Location identification items
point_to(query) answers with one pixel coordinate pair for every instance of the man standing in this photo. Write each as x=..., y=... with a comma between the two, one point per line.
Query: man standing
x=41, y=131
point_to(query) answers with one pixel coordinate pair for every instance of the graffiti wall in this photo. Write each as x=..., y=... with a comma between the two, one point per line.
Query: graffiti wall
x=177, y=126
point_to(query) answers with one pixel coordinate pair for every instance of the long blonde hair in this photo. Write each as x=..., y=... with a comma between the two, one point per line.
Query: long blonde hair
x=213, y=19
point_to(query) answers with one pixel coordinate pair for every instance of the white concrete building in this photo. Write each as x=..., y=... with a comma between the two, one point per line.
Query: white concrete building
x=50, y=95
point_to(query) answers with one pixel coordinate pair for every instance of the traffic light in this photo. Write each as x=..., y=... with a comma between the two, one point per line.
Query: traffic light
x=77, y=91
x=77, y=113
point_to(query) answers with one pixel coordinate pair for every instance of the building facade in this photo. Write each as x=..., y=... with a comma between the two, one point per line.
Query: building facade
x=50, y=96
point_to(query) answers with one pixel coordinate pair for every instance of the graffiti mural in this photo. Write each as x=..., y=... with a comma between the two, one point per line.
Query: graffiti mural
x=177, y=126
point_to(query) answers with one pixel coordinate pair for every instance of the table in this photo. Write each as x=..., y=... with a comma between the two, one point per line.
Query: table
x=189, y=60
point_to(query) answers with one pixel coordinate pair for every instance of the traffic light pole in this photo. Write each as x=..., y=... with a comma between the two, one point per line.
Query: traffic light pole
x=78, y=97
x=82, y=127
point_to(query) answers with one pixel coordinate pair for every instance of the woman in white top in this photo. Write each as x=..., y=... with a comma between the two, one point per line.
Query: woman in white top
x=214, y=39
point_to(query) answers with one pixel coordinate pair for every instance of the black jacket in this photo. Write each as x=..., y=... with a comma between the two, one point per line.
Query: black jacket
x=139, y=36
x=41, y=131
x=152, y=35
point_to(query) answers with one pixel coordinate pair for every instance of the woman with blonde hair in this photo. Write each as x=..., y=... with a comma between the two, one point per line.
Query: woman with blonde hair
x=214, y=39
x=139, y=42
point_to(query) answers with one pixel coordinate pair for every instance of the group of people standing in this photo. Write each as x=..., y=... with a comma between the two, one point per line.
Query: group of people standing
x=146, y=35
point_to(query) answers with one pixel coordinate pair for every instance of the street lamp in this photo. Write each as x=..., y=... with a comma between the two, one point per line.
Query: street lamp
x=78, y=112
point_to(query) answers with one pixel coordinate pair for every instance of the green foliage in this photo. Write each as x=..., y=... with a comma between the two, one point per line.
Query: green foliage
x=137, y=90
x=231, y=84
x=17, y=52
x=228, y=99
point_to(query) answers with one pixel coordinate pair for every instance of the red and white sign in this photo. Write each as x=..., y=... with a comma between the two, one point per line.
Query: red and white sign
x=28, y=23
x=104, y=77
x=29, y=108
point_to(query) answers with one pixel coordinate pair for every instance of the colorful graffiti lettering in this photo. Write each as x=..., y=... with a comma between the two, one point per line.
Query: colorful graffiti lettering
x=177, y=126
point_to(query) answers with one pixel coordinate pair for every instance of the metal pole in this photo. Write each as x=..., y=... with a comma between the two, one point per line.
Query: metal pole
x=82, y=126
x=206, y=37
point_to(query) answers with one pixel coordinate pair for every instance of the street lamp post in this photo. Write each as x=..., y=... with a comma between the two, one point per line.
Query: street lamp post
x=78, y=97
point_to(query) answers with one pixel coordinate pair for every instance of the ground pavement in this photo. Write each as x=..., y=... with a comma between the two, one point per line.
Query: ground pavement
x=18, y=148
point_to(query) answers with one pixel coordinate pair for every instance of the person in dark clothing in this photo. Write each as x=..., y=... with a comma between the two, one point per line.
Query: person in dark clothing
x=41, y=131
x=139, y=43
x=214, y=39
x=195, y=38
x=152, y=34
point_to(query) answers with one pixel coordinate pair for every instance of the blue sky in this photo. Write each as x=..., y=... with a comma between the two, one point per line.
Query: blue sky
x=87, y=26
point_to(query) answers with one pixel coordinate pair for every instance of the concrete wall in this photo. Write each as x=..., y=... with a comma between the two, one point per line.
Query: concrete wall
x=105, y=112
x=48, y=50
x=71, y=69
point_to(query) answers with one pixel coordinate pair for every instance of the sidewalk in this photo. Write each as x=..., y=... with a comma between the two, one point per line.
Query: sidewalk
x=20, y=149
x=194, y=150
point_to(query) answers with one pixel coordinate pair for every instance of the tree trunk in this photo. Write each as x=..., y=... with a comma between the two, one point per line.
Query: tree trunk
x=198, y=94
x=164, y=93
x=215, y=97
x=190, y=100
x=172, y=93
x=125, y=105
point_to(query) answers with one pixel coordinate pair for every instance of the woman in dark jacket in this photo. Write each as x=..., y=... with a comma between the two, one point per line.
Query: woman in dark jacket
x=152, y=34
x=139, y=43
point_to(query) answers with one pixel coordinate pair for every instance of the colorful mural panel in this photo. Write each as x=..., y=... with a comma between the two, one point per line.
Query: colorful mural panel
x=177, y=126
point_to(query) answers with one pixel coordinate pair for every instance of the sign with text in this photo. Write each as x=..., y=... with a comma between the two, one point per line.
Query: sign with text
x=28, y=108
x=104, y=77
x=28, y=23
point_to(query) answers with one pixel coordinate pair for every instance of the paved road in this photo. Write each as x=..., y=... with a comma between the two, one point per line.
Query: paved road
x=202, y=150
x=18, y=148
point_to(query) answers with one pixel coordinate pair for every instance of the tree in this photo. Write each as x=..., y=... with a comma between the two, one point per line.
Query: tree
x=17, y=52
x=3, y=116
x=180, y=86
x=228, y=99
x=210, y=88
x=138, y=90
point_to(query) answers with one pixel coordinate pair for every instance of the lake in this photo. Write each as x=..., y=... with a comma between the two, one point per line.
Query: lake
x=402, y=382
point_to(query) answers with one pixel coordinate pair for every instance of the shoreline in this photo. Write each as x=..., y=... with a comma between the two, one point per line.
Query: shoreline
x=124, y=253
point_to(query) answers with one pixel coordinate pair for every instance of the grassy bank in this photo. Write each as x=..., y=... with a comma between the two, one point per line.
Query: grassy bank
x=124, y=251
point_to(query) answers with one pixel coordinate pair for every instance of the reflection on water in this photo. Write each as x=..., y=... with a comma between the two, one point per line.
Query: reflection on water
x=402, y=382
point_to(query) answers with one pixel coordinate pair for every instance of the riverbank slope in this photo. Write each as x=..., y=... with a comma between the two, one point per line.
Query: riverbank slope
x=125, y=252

◆ WORK REQUIRED
Rewrite the data from its beginning through the line with "x=77, y=113", both ends included, keeping every line and request as it stands. Scale only the coordinates in the answers by 1.75, rounding each result to a whole number with halves rounded up.

◆ RESULT
point_to(query) answers with one pixel coordinate pair for every instance of the man standing in this photo. Write each as x=..., y=... with a comma between the two, one point per line.
Query: man standing
x=72, y=229
point_to(query) answers with one pixel coordinate pair for every instance of the graffiti wall in this photo. Write each as x=..., y=... with a comma between the two, one point per line.
Query: graffiti wall
x=310, y=221
point_to(query) answers with one pixel coordinate pair for every instance of the long blonde hair in this photo. Write each as x=..., y=... with a comma between the two, one point per line.
Query: long blonde hair
x=373, y=33
point_to(query) answers with one pixel coordinate pair for every instance of the white concrete building in this photo. Write each as x=..., y=... with a comma between the two, one point per line.
Query: white concrete building
x=88, y=166
point_to(query) answers with one pixel coordinate pair for every instance of the traffic light in this photo. Write each as x=..., y=... with a comma between the two, one point per line.
Query: traffic light
x=135, y=159
x=135, y=198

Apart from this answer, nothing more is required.